* _Como proceder_
Com base no texto sobre o governo de Salvador Allende, responda:
(a) Qual era o nome da coligação que Allende liderava?
(b) Quais grupos controlavam as multinacionais do cobre?
(c) Que índice de inflação o texto registra para meados de 1973?

Frederico Füllgraf, especial para o Brasil 247
Eleito com apenas 36,6% dos votos e menos de 1,5% à frente do segundo colocado, Jorge Alessandri Rodríguez (35,275), após uma campanha extremamente polarizada e renhida, mas ratificado com 81,38% dos votos pelo Congresso chileno, em novembro de 1973, o médico Salvador Allende Gossens assumia o poder no Chile à frente de uma coligação de centro-esquerda, formada pelos partidos Socialista, Comunista e o social-democrático Radical, conhecida como Unidade Popular.
Durante três anos, Allende tentou implementar seu programa de campanha, cujo foco era a nacionalização de setores-chave da Economia – sobretudo o cobre, controlado por multinacionais dos grupos Rockefeller e Rothschild –, a aceleração da reforma agrária – legada por seu antecessor democrata-cristão, Eduardo Frey Montalva, e baseada no modelo da pequena propriedade de agricultura familiar -, o congelamento dos preços dos alimentos; o aumento continuado dos salários dos trabalhadores – pagos com a emissão de dinheiro novo – e a reforma da Constituição, com vistas a um sistema parlamentar unicameral.
Contudo, desde seu início, as iniciativas do governo foram bloqueadas no Congresso e contestadas nas ruas – processo radicalizado com greves de caminhoneiros, desabastecimento, atentados a bomba e assassinatos perpetrados pelo movimento fascista Pátria & Libertad, que culminaria na devastação da Economia e a quebra da legalidade democrática.
Enquanto, por um lado, o governo atendia as reivindicações salariais e financiava a expansão do setor público com a emissão de dinheiro novo, por outro, as classes abastadas e seus partidos da direita radicalizaram a sonegação, reduzindo drasticamente a arrecadação tributária e aumentando o déficit público. Em 1972 – com um perigoso ambiente inflacionário de 173%, que em meados de 1973 saltava para 413%, gerador do crescimento negativo de 5,57% – o choque de forças tirava a Economia dos eixos, comprometendo o projeto allendista da construção de uma democracia socialista pela via pacífica.

* _Dados para análise_
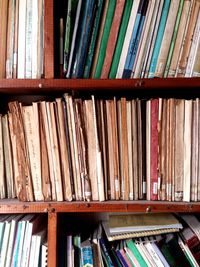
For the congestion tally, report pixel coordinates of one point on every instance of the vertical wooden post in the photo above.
(52, 239)
(49, 38)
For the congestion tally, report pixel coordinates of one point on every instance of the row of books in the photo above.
(167, 249)
(131, 39)
(98, 149)
(21, 32)
(23, 241)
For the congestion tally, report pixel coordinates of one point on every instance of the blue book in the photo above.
(83, 38)
(135, 37)
(159, 37)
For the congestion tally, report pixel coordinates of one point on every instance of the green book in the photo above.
(70, 19)
(91, 49)
(171, 49)
(120, 39)
(104, 40)
(131, 245)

* _Resposta redigida_
(a) Unidade Popular.
(b) Os grupos Rockefeller e Rothschild.
(c) 413%.